## EXERCISE DESCRIPTION
Please report every line from the material that contains the word "trailer".
[AVAILABLE DATA]
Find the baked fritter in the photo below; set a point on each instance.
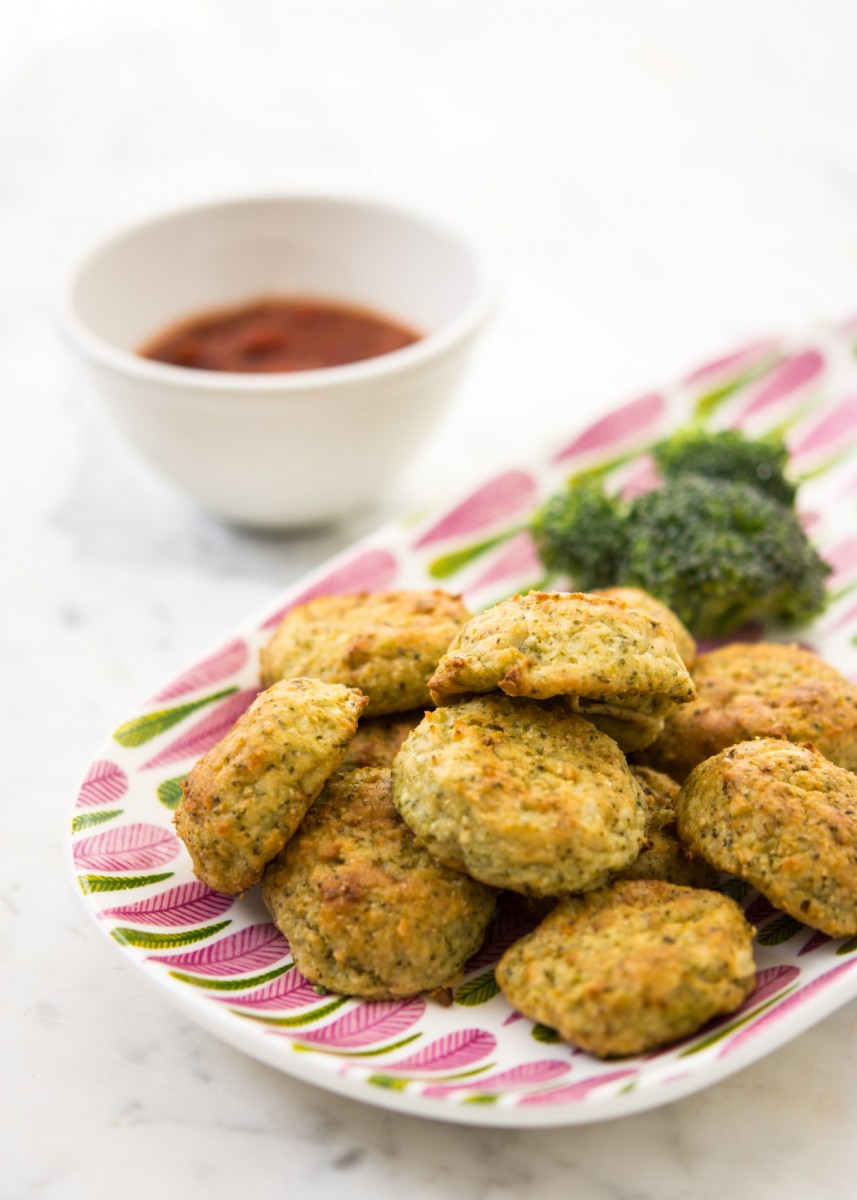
(633, 966)
(245, 798)
(378, 739)
(664, 856)
(759, 690)
(612, 659)
(520, 795)
(634, 721)
(366, 910)
(635, 598)
(784, 819)
(385, 643)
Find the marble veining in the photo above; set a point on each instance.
(655, 184)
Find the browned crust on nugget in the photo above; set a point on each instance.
(245, 798)
(784, 819)
(366, 910)
(635, 598)
(385, 643)
(759, 690)
(521, 795)
(664, 855)
(378, 739)
(631, 967)
(562, 643)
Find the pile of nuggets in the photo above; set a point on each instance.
(409, 765)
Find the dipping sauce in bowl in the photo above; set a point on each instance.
(279, 334)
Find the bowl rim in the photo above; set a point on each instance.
(286, 383)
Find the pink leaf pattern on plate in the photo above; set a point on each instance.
(768, 982)
(519, 557)
(450, 1053)
(576, 1091)
(189, 904)
(789, 1005)
(618, 426)
(835, 425)
(249, 949)
(501, 498)
(103, 784)
(845, 618)
(366, 1024)
(642, 478)
(528, 1074)
(795, 373)
(216, 666)
(178, 931)
(372, 570)
(207, 732)
(132, 847)
(843, 558)
(741, 358)
(287, 991)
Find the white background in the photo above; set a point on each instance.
(655, 183)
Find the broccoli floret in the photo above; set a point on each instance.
(582, 533)
(729, 455)
(717, 552)
(720, 553)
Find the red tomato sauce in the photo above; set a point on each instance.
(279, 335)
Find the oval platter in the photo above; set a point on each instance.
(478, 1062)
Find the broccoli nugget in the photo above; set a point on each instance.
(378, 739)
(635, 598)
(664, 856)
(633, 966)
(762, 690)
(385, 643)
(365, 907)
(612, 661)
(784, 819)
(520, 795)
(245, 798)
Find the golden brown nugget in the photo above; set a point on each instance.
(760, 690)
(610, 658)
(385, 643)
(784, 819)
(633, 966)
(664, 856)
(365, 907)
(635, 598)
(378, 739)
(520, 795)
(245, 798)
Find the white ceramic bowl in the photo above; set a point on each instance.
(287, 449)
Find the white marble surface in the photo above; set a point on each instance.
(655, 183)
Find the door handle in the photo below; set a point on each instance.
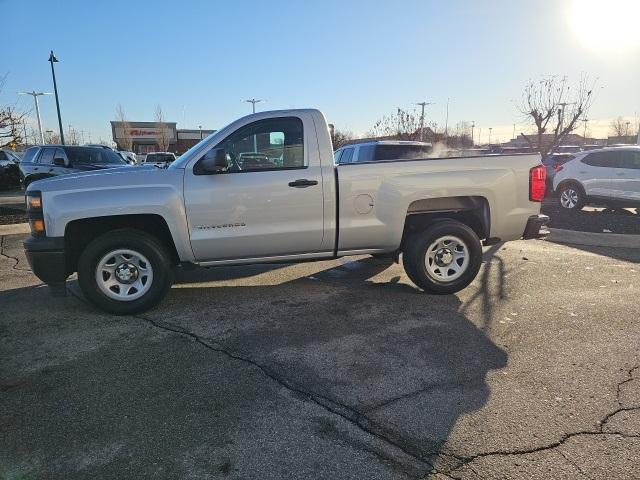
(302, 183)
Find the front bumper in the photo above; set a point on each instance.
(47, 258)
(536, 227)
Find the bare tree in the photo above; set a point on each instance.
(619, 127)
(340, 137)
(402, 125)
(125, 141)
(163, 135)
(11, 123)
(555, 109)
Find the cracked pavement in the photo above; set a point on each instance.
(335, 369)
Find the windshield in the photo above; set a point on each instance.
(93, 156)
(159, 157)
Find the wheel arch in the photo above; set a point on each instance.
(79, 233)
(570, 181)
(473, 211)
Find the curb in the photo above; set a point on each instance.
(616, 240)
(14, 229)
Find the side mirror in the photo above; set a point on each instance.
(214, 161)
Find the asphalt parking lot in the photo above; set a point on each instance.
(336, 369)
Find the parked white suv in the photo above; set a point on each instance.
(609, 176)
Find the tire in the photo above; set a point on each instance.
(444, 258)
(571, 196)
(135, 271)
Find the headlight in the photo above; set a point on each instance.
(34, 212)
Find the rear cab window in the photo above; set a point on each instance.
(46, 157)
(93, 156)
(30, 154)
(404, 152)
(347, 155)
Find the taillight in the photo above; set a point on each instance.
(537, 183)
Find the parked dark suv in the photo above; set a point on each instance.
(52, 160)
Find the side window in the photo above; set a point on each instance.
(347, 154)
(631, 159)
(46, 157)
(272, 144)
(602, 159)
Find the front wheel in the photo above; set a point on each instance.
(444, 258)
(125, 271)
(571, 197)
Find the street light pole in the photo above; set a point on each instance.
(52, 60)
(446, 122)
(253, 102)
(35, 96)
(421, 104)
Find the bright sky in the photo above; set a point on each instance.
(354, 60)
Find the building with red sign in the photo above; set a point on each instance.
(146, 137)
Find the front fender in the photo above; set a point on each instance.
(62, 207)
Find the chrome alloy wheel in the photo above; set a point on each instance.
(569, 198)
(447, 258)
(124, 275)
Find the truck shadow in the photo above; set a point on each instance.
(352, 336)
(409, 364)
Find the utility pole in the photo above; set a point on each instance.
(35, 96)
(53, 59)
(561, 111)
(584, 134)
(421, 104)
(253, 102)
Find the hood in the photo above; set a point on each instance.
(106, 178)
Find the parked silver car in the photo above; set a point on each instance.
(609, 176)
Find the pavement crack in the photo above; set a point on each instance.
(16, 260)
(630, 378)
(334, 407)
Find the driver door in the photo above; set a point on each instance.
(269, 201)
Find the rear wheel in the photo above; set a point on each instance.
(444, 258)
(125, 271)
(571, 196)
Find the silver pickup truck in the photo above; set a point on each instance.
(267, 189)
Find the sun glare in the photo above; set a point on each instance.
(611, 25)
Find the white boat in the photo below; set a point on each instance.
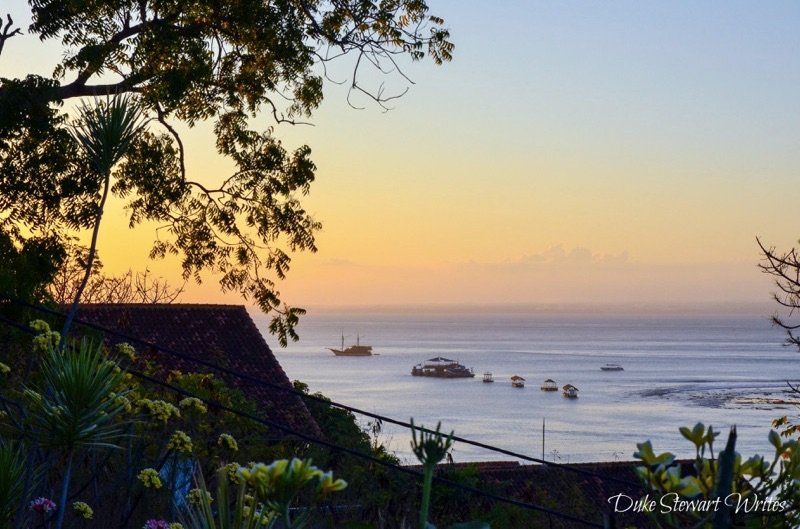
(353, 350)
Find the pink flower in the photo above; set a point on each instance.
(155, 524)
(43, 505)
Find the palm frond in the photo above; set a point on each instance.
(79, 403)
(107, 129)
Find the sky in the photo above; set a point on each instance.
(572, 152)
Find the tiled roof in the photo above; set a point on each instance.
(223, 335)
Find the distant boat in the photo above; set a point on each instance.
(441, 367)
(549, 385)
(353, 350)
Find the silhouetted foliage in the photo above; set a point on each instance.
(191, 61)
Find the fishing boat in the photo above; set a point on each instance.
(353, 350)
(441, 367)
(549, 385)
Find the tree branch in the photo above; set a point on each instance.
(8, 32)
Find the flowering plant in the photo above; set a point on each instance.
(43, 505)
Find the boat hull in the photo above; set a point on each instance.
(438, 372)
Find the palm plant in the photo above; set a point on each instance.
(78, 406)
(105, 133)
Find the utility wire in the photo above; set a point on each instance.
(315, 440)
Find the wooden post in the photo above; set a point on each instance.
(542, 438)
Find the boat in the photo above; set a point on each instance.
(441, 367)
(353, 350)
(549, 385)
(570, 391)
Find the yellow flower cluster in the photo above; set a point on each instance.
(232, 469)
(193, 403)
(195, 496)
(150, 478)
(227, 441)
(126, 350)
(283, 474)
(83, 510)
(181, 442)
(158, 409)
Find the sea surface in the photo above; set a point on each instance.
(680, 368)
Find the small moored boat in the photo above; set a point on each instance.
(549, 385)
(570, 391)
(353, 350)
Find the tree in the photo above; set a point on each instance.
(190, 61)
(105, 133)
(785, 270)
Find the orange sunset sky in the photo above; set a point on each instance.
(572, 152)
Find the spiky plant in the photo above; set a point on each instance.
(105, 132)
(78, 405)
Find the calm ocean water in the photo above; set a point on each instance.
(678, 369)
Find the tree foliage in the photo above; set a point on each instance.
(191, 61)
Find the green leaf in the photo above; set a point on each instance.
(775, 440)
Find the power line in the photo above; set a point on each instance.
(289, 389)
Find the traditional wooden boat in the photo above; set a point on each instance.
(570, 391)
(441, 367)
(353, 350)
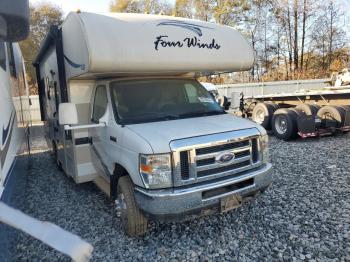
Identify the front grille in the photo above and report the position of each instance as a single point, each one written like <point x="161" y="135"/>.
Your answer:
<point x="223" y="168"/>
<point x="184" y="165"/>
<point x="203" y="163"/>
<point x="213" y="149"/>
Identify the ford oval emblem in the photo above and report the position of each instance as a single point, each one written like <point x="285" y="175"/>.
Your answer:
<point x="225" y="157"/>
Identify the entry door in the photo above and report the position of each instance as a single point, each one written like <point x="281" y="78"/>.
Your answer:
<point x="99" y="134"/>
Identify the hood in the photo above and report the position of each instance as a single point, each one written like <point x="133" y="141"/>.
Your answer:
<point x="160" y="134"/>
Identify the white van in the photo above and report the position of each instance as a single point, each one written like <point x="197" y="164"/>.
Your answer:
<point x="123" y="108"/>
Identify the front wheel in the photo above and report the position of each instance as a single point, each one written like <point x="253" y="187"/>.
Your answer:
<point x="133" y="221"/>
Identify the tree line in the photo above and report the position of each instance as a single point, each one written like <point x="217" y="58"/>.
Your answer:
<point x="292" y="39"/>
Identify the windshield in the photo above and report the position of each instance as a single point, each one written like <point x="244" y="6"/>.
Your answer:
<point x="139" y="101"/>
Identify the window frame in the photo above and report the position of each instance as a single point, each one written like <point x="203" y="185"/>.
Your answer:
<point x="11" y="60"/>
<point x="3" y="49"/>
<point x="94" y="102"/>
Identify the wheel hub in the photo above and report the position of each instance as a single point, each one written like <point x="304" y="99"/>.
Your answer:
<point x="260" y="116"/>
<point x="281" y="125"/>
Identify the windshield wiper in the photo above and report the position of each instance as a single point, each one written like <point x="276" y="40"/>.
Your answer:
<point x="203" y="113"/>
<point x="155" y="114"/>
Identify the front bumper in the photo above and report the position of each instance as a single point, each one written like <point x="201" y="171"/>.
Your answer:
<point x="193" y="199"/>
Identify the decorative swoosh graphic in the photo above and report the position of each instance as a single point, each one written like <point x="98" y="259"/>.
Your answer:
<point x="4" y="150"/>
<point x="192" y="27"/>
<point x="73" y="64"/>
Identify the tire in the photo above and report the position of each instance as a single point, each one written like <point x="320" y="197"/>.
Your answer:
<point x="309" y="110"/>
<point x="332" y="113"/>
<point x="284" y="124"/>
<point x="262" y="114"/>
<point x="134" y="222"/>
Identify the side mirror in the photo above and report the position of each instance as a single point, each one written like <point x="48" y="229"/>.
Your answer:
<point x="224" y="103"/>
<point x="67" y="114"/>
<point x="104" y="118"/>
<point x="14" y="20"/>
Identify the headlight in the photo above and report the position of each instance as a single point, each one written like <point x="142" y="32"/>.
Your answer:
<point x="155" y="170"/>
<point x="264" y="140"/>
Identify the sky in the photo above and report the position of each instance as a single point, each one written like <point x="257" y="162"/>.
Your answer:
<point x="67" y="6"/>
<point x="99" y="6"/>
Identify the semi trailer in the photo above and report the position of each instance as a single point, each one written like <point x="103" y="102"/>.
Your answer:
<point x="122" y="108"/>
<point x="306" y="112"/>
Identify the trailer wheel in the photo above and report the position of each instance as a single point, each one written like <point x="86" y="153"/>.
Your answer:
[/AVAILABLE DATA]
## YOUR SOLUTION
Identify the semi trailer in the photo above and report the position of each instance as a single point, each one written like <point x="103" y="102"/>.
Identify the trailer wheel in the photo above and report the position of each instance as a single point, each one written like <point x="86" y="153"/>.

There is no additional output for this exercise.